Your objective: Transcribe the stretch of the listing from the line containing "Reviewer note: confirm that each instance of the rough" through the line containing "column 55, row 549", keeping every line identical to the original.

[Position identification records]
########

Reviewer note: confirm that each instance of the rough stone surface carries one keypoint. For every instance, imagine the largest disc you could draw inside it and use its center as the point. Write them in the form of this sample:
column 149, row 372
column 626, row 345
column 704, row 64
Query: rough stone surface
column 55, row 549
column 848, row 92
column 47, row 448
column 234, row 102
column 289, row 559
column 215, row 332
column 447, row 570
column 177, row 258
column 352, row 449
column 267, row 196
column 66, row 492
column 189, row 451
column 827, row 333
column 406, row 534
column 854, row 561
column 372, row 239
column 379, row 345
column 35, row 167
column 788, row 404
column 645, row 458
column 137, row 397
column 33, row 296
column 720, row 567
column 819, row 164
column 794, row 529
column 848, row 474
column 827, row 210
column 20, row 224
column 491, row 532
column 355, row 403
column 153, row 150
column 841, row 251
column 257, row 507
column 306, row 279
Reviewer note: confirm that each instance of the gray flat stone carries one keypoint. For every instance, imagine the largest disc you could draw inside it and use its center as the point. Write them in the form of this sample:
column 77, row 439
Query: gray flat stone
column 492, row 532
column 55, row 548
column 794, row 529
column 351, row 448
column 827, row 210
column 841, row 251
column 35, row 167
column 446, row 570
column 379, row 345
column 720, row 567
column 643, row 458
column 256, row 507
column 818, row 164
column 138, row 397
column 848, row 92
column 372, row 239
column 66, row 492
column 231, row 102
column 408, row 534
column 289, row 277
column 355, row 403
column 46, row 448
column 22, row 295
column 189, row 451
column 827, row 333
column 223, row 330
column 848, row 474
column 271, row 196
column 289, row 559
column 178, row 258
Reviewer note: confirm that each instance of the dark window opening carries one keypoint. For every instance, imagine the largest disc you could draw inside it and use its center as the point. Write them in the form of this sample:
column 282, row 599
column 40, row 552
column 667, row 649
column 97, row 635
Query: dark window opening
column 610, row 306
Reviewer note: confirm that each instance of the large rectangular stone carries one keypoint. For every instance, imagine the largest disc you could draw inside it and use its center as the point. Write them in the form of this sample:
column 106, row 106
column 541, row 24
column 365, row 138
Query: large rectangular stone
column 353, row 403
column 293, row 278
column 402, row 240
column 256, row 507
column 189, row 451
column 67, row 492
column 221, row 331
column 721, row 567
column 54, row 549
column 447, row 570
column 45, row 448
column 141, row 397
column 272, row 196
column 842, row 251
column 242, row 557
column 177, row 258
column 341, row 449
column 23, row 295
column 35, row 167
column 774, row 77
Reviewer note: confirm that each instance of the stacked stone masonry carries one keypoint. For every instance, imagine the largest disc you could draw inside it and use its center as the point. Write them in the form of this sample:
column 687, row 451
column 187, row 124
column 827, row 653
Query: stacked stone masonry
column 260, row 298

########

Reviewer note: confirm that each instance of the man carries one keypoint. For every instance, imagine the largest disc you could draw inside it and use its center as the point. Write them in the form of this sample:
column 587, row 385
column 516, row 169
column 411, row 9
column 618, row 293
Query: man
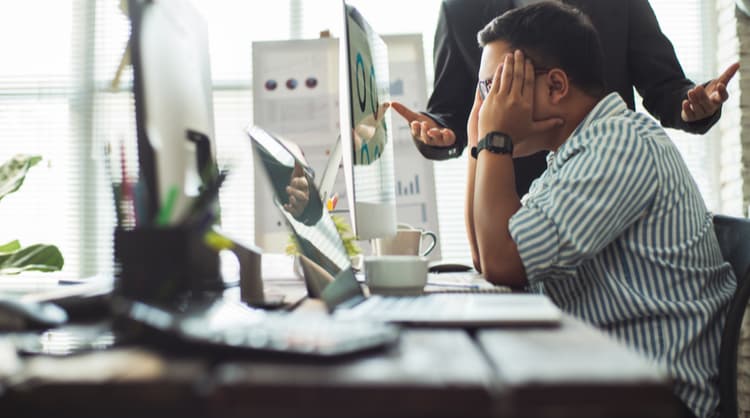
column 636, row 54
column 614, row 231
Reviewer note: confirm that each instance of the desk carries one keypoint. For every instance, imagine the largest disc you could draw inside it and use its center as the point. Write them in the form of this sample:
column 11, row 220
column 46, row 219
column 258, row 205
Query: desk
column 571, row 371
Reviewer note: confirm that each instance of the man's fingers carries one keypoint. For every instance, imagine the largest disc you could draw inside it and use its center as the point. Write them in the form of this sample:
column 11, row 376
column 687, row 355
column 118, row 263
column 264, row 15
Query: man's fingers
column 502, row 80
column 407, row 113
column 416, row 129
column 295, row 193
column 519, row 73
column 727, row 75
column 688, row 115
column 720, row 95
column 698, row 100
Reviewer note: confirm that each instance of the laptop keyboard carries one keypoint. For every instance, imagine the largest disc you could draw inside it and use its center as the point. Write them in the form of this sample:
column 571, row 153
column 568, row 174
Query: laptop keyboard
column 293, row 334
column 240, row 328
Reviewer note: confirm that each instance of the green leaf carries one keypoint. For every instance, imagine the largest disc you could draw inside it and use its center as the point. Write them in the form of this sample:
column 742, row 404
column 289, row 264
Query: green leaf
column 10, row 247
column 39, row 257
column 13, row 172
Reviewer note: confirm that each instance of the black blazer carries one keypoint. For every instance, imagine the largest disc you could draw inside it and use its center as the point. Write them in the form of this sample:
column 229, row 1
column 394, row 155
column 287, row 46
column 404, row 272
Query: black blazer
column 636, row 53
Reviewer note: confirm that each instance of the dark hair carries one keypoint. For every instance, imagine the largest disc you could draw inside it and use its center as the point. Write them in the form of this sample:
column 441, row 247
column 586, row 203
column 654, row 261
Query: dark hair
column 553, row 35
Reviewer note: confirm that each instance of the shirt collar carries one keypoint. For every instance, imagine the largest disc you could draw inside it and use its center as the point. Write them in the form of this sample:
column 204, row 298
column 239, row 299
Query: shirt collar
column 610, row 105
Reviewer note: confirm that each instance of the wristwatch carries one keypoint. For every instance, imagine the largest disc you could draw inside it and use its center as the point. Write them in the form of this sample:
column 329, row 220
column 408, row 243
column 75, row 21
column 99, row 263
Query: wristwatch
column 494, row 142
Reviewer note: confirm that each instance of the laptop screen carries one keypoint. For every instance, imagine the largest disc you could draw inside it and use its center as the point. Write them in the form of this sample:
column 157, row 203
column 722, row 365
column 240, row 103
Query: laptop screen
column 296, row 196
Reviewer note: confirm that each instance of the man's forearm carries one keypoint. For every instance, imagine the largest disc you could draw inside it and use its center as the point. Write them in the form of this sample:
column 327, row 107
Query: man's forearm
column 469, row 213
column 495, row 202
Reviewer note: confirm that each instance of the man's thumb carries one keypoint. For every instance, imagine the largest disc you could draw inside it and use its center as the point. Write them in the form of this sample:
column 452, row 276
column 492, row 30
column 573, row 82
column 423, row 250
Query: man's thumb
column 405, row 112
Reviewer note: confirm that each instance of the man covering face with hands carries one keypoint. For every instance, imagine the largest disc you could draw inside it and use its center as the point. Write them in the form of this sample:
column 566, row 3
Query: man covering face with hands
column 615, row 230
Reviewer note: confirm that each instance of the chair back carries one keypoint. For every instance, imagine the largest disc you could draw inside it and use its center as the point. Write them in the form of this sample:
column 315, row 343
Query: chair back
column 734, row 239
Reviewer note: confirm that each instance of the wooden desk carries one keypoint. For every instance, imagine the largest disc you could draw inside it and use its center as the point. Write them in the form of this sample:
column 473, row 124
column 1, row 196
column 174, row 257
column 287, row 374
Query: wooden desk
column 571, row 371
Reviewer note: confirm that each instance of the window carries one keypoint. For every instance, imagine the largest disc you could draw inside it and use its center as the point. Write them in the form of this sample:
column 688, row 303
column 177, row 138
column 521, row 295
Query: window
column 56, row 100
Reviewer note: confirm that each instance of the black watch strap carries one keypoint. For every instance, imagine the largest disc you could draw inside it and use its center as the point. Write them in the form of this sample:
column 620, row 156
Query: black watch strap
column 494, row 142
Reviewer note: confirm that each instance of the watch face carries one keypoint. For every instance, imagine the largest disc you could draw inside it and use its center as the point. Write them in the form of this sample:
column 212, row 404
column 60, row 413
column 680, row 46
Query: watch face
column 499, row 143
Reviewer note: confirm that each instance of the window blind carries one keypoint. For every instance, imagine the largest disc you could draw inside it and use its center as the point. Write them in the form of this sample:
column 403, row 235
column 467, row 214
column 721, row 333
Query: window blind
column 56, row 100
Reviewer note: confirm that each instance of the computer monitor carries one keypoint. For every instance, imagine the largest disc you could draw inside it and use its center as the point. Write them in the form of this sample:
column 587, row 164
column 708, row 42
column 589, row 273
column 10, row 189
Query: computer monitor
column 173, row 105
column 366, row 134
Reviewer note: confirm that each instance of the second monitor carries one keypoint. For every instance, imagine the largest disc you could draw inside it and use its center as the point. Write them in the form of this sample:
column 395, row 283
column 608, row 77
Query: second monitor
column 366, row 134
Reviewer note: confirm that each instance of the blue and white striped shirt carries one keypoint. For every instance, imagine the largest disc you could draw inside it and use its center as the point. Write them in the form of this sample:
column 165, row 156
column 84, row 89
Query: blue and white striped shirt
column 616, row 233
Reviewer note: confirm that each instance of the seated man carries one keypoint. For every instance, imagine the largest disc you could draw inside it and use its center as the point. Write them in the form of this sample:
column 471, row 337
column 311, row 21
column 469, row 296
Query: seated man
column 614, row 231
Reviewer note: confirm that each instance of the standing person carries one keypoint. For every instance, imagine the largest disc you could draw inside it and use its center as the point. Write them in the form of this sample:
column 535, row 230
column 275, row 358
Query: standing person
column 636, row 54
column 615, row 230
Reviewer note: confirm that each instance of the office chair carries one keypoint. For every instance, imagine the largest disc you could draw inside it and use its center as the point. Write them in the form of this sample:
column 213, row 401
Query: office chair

########

Answer for the task:
Reviewer note: confirm that each instance of the rough stone surface carries one keypoint. For every instance, imagine the largest disc you could draw inside it and use its center as the point. Write them in the form of this sample:
column 149, row 372
column 626, row 345
column 704, row 64
Query: rough stone surface
column 55, row 549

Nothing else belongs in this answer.